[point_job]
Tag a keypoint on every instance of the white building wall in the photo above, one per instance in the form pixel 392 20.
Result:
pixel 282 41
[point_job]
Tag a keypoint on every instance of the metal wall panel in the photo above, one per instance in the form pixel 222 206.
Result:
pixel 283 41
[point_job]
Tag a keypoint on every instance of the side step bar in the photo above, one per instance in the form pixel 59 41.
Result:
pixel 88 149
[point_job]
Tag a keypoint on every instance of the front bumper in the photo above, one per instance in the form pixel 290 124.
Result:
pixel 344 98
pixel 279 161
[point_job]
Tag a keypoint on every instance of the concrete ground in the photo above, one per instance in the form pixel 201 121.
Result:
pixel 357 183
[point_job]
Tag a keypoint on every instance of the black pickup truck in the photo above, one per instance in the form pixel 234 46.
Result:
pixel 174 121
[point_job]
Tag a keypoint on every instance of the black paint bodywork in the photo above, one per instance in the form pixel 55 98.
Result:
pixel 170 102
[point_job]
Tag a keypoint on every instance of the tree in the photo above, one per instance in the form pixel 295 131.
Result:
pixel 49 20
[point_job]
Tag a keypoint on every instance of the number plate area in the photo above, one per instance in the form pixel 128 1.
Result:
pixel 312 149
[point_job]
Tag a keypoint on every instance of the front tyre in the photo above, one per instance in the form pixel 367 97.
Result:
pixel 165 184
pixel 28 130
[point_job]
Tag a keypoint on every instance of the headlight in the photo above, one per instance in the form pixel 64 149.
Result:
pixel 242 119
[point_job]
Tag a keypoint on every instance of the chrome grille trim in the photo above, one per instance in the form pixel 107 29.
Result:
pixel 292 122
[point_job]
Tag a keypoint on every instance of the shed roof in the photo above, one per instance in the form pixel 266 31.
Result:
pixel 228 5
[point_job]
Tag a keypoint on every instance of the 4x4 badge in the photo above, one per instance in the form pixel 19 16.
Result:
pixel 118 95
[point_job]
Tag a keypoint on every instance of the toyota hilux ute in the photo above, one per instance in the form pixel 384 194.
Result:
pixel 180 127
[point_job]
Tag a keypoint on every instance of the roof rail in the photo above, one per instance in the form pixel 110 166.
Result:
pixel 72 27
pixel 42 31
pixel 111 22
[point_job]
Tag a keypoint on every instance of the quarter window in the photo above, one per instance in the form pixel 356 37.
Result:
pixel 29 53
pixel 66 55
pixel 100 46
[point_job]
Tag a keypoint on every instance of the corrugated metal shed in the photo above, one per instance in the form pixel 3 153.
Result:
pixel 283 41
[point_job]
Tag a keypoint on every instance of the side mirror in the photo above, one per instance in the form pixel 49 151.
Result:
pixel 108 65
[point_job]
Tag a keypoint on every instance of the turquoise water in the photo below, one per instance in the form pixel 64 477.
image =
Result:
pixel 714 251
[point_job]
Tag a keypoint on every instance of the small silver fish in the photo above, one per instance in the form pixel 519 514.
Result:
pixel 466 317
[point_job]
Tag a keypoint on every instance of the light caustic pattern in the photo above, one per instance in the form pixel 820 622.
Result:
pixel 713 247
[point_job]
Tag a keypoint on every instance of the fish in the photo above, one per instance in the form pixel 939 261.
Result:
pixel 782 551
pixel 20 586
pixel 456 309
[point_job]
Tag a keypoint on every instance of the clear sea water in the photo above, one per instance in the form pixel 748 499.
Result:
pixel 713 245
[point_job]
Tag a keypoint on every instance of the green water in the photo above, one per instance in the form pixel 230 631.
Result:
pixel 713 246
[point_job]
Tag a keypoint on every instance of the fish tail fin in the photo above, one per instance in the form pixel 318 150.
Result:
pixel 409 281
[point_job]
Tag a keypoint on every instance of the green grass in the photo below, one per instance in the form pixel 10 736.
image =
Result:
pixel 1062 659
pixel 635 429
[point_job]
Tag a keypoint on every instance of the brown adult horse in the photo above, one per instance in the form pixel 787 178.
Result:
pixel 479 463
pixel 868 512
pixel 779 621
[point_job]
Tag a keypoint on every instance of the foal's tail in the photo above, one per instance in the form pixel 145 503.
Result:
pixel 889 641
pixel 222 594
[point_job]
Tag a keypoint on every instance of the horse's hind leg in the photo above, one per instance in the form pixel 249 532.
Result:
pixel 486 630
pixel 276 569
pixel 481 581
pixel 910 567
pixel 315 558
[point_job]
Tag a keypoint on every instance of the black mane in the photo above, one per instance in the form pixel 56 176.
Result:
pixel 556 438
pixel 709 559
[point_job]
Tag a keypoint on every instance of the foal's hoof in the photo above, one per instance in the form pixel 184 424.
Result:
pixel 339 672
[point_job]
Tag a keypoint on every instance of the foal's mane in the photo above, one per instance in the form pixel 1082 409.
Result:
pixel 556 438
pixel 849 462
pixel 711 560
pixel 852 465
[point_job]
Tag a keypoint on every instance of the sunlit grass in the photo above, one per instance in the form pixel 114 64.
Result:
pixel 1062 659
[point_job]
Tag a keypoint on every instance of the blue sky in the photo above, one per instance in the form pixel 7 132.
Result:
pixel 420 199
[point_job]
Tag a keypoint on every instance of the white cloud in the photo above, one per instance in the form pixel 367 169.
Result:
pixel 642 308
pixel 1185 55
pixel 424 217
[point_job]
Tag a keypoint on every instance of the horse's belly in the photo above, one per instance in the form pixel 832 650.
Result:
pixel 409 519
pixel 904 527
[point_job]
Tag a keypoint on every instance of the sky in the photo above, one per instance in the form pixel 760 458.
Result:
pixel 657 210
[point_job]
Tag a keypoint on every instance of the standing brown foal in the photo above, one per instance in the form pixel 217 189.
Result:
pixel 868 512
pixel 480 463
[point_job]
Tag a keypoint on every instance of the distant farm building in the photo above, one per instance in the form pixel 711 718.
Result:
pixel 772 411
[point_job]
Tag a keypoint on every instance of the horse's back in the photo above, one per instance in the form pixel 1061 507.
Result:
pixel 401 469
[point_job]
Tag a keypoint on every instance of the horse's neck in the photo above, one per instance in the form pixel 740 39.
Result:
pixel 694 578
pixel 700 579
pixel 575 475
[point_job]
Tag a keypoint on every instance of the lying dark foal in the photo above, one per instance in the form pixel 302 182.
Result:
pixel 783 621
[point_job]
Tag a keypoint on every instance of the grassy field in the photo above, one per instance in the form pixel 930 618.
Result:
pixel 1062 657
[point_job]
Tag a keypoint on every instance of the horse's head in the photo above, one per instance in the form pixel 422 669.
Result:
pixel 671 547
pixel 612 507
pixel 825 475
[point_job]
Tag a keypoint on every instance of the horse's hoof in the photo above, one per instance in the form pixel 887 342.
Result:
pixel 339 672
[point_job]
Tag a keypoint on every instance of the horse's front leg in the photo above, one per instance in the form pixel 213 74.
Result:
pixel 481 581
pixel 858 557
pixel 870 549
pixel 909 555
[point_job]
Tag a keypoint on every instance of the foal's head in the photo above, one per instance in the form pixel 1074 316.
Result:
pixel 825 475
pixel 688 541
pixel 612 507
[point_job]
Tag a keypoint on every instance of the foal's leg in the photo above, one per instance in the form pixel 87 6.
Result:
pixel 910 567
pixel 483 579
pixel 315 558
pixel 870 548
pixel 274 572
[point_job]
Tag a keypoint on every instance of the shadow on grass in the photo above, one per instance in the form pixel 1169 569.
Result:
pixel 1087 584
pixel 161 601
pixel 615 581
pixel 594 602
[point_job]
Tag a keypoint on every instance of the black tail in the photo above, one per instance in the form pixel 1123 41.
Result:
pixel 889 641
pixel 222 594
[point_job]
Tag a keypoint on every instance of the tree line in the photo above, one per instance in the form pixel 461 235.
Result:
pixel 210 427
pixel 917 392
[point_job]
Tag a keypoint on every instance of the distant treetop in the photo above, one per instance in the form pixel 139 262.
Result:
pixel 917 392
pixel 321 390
---
| Exercise goal |
Retrieve each line of the data in which the word "metal" can be found.

| Response for this exercise |
Tag a keypoint on every instance of the metal wall panel in the photo above, one per instance in the form pixel 222 206.
Tag a keypoint on every instance of the corrugated metal shed in the photo above, one per instance in the form pixel 3 153.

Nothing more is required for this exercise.